Daily Practice and Reflection:

In western society, we place significant value on cognition: thinking, analyzing, assessing, etc. We try to understand the world from the mind, thus coloring our experience by our thoughts.   From this perspective, we are not a very embodied culture. It’s as if we live from the neck up, disassociated from our bodies while holding a tight cognitive grip on life.

Embodiment is the work of returning home to the physical body, moving from the thinking mind, and dropping down into the feeling body.  By engaging in this practice, we relearn how to feel the sensations and emotions present in the body; engaging in our direct experience rather than a mind made construct. When we anchor our awareness in the sensations of body and breath, the very first foundation of mindfulness, we drop into the present moment, connecting to reality. 

In contrast, when we are disembodied, it’s difficult to know how we are feeling and why we are feeling it, often causing us to act out.  When we are unaware, it is difficult to learn from what is happening.  When we are disembodied, we often feel disconnected from life, feeling isolated and alone.  So, embodiment is a homecoming, a remembering and connecting from within.  And as we sharpen this quality of attention, wisdom and compassion develops.

————

[TASKS TO CARRY OUT]:
**1.** Check each statement below against the embodiment passage and answer yes or no, quoting the words of the passage that decide it. (a) The passage calls western society a very embodied culture. (b) The passage calls anchoring awareness in the sensations of body and breath the very first foundation of mindfulness. (c) The passage says that being disembodied makes us feel connected to life.
**2.** Pick up the embodiment passage after its final sentence and continue it.

[ENTRIES PROVIDED]:
————

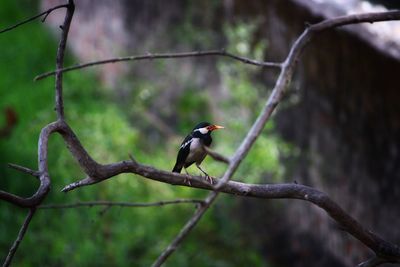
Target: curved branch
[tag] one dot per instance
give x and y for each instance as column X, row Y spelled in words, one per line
column 45, row 13
column 264, row 191
column 60, row 58
column 149, row 56
column 20, row 236
column 44, row 177
column 120, row 204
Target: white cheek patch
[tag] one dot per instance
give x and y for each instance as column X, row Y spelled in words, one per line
column 203, row 130
column 186, row 143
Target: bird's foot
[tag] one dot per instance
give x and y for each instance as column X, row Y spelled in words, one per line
column 187, row 181
column 209, row 178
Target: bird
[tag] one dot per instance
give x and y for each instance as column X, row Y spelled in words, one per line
column 192, row 150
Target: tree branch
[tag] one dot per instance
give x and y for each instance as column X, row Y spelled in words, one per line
column 60, row 59
column 284, row 78
column 20, row 236
column 24, row 169
column 264, row 191
column 96, row 172
column 149, row 56
column 120, row 204
column 44, row 178
column 45, row 13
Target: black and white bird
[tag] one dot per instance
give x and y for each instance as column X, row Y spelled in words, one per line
column 192, row 151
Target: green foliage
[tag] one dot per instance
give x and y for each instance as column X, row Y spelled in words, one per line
column 120, row 236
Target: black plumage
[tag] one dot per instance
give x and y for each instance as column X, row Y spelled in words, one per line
column 191, row 150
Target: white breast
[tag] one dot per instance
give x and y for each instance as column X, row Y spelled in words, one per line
column 197, row 153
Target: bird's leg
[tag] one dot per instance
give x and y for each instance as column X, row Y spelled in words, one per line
column 208, row 177
column 186, row 179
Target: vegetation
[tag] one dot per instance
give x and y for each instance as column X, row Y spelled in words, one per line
column 119, row 236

————

[ANSWERS TO THE EXERCISE]:
**1.**
(a) No: "From this perspective, we are not a very embodied culture."
(b) Yes: "When we anchor our awareness in the sensations of body and breath, the very first foundation of mindfulness, we drop into the present moment, connecting to reality."
(c) No: "When we are disembodied, we often feel disconnected from life, feeling isolated and alone."

**2.**
When we are embodied in meditation, bringing our full attention to one thing at a time, all the other stuff in our lives disappears for a moment: the stories, beliefs, doubt, uncertainty, even the pandemic.  All of it dissolves away and we are gifted a break: a break from our thinking mind, a break for our nervous systems which provides rest and rebalance.  This is why meditation feels so good, having taken the time to loosen our cognitive hold on life. 

There is a Sioux Indian saying, “The longest journey in your life is the distance from your head to your heart.”  Thus, our work is to move from the prison of judging mind to the freedom of love that resides within the body, in the center of our own hearts.

The white fathers told us: I think, therefore I am. The black mother within each of us, the poet, whispers in our dreams: I feel, therefore I can be free.
— Audre Lorde

Meditation Practice:

Embodiment is learning to love all including that which is unlovable.
— Lama Rod Owens
If you want to conquer the anxiety of life, live in the moment, live in the breath.
— Amit Ray
What we are cannot be confined by any story.
— Tara Brach
Anything that is troubling you, anything which is irritating to you, THAT is your teacher.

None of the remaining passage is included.